_WHAT TO DO:_
• a. Answer these about the passage on desire, one per line:
(i) From which state did the speaker move to Kansas City?
(ii) What did the speaker order at the counter?
(iii) What will members of the church community receive from the speaker near the turning of the New Year?
• b. Reproduce word for word the part of the passage on desire from "I am not an" to "shotgun to desire.".

_PAGE EXCERPT:_
It is so hard to challenge aspects of the culture in which we live. It is especially hard to challenge the things that are convenient, pleasant, and enjoyable. The life to which some of us may have become accustomed may have been just a temporary illusion. Our own expectations for what our lives would be like may not materialize.
So I return to my original questions: How is our relationship with our own desires? What role does desire play in our lives? For those of us who have had to radically readjust what we imagined our lives would look like, how does that feel? How many of us can honestly stand here today and say, “I want what I have”?
Coming to Kansas City from Massachusetts one of my earliest moments of adjustment was to the way shop clerks normally speak to people. I literally stood dumbfounded the first time a person at a bakery or coffee shop asked me what I needed. I was used to, “May I help you?” I was used to, “What would you like?” And, I stepped in front of the counter about to order a coffee and a cookie and was asked, “What do you need?” It was like I had been asked what the meaning of life was. It was like being asked if I had proof of God’s existence. I walked in through the door of the shop wanting a cookie and a small coffee, a feel good pick-me-up of sugar and caffeine in the afternoon, and then I was asked, “What do you need?” Was I being accused? Was I being judged? I was tempted to reply, “You know, I don’t actually need either the cookie or the coffee. These are not things I need. In fact, this is a moment of simple luxury. I desire that cookie. I covet that coffee. I yearn and pine and hanker, but by no means do I need them.” Of course, I didn’t say any of this. “May I please have a cup of coffee and one of those cookies?” I said.
I am not an enlightened bodhisattva. In my life there are things that I desire. That I want. I like to think that all my desires are only for things that are good, that my desires are enlightened, and that I want only things that are good for me and for others. But I know that self-deception rides shotgun to desire.
Near the turning of the New Year all of the members of this church community will receive a letter from me. Part of the letter will include a list of things that I desire not from you, but for you.

_RECORDED INFORMATION:_
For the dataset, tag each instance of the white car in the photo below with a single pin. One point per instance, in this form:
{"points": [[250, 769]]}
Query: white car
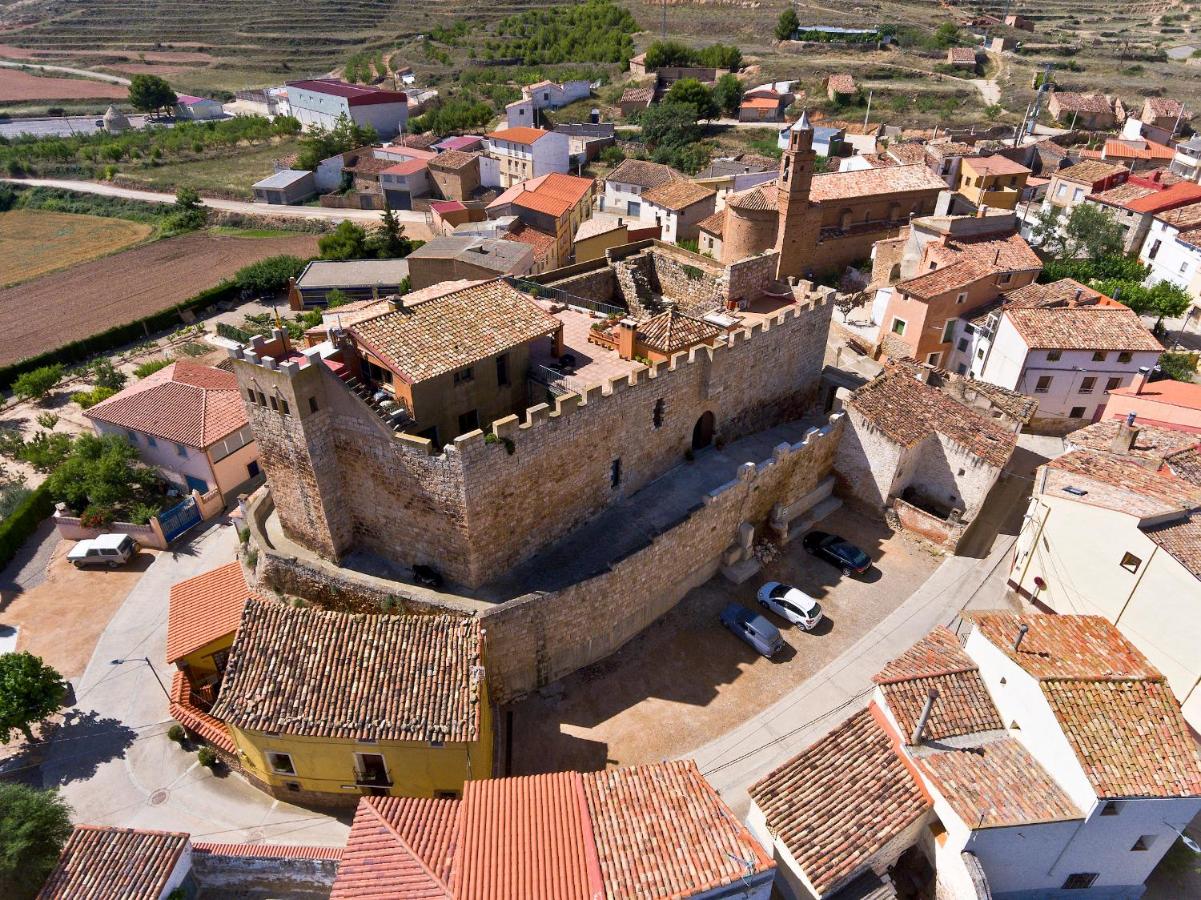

_ACTIVITY ANSWERS:_
• a.
(i) Massachusetts
(ii) A cup of coffee and one of the cookies
(iii) A letter

• b.
I am not an enlightened bodhisattva. In my life there are things that I desire. That I want. I like to think that all my desires are only for things that are good, that my desires are enlightened, and that I want only things that are good for me and for others. But I know that self-deception rides shotgun to desire.